## Records provided
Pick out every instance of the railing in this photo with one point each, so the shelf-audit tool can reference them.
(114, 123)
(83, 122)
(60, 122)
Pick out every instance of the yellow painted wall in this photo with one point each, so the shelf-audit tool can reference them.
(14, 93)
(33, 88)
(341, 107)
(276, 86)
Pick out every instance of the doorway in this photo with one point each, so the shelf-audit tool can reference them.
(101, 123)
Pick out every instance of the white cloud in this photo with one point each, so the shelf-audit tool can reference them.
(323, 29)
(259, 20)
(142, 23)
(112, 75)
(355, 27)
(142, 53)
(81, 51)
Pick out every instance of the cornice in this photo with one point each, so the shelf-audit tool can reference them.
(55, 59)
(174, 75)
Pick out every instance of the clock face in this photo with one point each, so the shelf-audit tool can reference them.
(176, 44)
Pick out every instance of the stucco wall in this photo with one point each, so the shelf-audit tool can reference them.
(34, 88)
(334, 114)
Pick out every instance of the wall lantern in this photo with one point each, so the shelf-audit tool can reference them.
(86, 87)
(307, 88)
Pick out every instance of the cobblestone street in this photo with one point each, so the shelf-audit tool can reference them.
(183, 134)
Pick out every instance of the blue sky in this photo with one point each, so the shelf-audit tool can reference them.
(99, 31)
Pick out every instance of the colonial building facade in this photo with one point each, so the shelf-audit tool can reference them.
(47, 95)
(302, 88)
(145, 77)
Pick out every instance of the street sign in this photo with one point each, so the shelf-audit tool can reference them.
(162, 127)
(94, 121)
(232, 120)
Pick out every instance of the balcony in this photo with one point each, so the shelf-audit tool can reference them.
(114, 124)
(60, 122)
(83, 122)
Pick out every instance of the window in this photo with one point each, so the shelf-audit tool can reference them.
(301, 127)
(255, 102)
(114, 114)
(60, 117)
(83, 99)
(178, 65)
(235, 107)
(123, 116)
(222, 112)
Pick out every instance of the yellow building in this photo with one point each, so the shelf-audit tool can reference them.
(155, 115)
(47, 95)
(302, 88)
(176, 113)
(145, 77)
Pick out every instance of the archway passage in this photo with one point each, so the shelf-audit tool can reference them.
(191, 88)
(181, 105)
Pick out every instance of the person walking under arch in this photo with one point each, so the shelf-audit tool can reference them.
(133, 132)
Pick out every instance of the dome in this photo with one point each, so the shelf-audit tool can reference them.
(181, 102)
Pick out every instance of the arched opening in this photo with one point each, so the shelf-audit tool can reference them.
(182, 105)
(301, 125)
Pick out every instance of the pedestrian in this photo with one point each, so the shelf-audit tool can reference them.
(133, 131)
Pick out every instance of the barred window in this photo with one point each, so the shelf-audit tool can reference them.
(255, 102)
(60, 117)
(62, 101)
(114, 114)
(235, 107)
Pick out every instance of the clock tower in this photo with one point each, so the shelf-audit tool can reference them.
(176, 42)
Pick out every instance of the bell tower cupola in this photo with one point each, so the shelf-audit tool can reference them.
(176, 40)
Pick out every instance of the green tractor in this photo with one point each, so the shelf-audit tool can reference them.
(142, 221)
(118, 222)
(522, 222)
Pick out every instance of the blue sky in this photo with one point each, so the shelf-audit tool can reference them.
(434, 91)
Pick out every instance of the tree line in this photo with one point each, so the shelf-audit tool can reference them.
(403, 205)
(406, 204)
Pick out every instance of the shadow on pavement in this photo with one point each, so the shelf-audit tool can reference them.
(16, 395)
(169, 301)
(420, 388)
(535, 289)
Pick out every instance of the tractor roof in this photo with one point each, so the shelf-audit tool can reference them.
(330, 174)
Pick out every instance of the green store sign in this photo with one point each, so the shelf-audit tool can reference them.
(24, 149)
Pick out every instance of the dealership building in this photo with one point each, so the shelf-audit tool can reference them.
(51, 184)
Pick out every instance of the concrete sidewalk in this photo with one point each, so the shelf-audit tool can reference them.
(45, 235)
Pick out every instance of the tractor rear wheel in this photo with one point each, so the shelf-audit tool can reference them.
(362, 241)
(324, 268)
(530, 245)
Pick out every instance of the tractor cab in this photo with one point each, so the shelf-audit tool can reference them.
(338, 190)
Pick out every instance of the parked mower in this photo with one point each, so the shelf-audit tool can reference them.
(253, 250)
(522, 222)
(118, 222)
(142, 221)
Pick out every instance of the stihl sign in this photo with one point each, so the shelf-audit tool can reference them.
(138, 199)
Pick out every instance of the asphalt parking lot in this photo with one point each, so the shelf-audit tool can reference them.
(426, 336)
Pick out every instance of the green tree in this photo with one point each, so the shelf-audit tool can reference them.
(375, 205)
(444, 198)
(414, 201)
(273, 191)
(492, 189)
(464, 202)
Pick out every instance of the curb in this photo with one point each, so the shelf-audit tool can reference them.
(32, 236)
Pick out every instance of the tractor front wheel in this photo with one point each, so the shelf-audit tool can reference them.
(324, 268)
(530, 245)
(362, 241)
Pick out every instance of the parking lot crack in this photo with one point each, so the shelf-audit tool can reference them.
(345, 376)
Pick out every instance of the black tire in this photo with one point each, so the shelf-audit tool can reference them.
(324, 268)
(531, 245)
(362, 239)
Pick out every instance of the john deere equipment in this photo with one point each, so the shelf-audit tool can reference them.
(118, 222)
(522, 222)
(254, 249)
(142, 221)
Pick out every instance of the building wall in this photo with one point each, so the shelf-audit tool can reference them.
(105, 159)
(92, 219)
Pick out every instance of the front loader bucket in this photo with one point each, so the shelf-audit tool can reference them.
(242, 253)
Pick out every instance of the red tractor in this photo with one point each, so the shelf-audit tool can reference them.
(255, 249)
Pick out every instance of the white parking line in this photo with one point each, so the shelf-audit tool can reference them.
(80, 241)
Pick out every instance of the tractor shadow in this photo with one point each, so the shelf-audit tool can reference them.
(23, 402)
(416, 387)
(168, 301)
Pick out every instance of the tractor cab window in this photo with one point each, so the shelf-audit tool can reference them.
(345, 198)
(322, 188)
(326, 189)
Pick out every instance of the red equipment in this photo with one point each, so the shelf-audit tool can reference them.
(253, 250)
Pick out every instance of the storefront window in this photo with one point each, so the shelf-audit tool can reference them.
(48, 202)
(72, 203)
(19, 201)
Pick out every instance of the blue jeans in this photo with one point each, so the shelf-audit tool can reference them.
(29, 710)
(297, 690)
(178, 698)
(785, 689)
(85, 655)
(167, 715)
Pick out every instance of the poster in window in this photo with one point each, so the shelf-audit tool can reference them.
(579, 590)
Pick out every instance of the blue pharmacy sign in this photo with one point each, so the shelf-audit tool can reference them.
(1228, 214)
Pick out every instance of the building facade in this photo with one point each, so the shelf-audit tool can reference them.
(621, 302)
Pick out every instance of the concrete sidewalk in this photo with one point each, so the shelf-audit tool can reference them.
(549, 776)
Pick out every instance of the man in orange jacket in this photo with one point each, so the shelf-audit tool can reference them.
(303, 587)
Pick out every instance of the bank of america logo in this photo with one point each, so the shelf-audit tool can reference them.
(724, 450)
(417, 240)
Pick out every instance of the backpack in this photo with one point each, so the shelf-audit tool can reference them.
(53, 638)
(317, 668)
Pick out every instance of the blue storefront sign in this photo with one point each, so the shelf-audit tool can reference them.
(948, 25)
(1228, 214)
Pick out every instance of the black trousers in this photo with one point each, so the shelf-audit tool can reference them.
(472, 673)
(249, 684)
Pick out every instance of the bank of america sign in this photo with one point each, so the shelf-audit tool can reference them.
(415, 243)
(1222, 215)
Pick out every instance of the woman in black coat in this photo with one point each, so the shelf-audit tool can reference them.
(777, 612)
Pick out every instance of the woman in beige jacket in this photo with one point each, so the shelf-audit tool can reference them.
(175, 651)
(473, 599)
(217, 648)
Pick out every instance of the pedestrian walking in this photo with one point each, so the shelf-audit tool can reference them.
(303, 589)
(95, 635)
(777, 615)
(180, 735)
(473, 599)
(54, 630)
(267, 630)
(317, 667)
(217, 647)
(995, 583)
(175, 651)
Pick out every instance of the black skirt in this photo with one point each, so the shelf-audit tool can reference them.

## Problem to work on
Copy out exactly the lines from the line with "Pick out every instance of the bank of america logo" to the end of the listing, including both of those lines, and give nothing else.

## Reply
Pick out every instance of the bank of america logo in this photo with one point each, so the shelf-audit tool can reference them.
(724, 450)
(417, 240)
Pick out every instance of the backpack in this photo with one point each, so the shelf-audit tool can reference them.
(53, 638)
(317, 668)
Pick out every instance of the blue storefront sign in this photo with one point each, so the shelf-audit tool can reference them.
(948, 25)
(1228, 214)
Pick out every instance of the black trousers in this photo with one point each, so the shelf-audit tool can reference them.
(472, 673)
(249, 684)
Pick out every instance of the bank of america sign in this photo with one point each, so the shelf-audit tool can reference them.
(415, 243)
(1222, 215)
Pick out every instance of the woman in black coat in this photo with one point each, so the shelf-audit tool can reference them.
(777, 612)
Pick out every instance of the woman in beige jacket in this photo with one point each, so the shelf-audit tool can reference them.
(175, 651)
(473, 599)
(217, 648)
Pick out every instance of the pedestrian walking in this photo with one point each, so the shelf-audit tool can reference them.
(303, 589)
(95, 635)
(777, 615)
(180, 735)
(473, 599)
(54, 630)
(267, 630)
(317, 667)
(217, 647)
(995, 583)
(175, 651)
Pick out every instance of the black skirt in this photo with one point each, so the shelf-audit tool can reference them.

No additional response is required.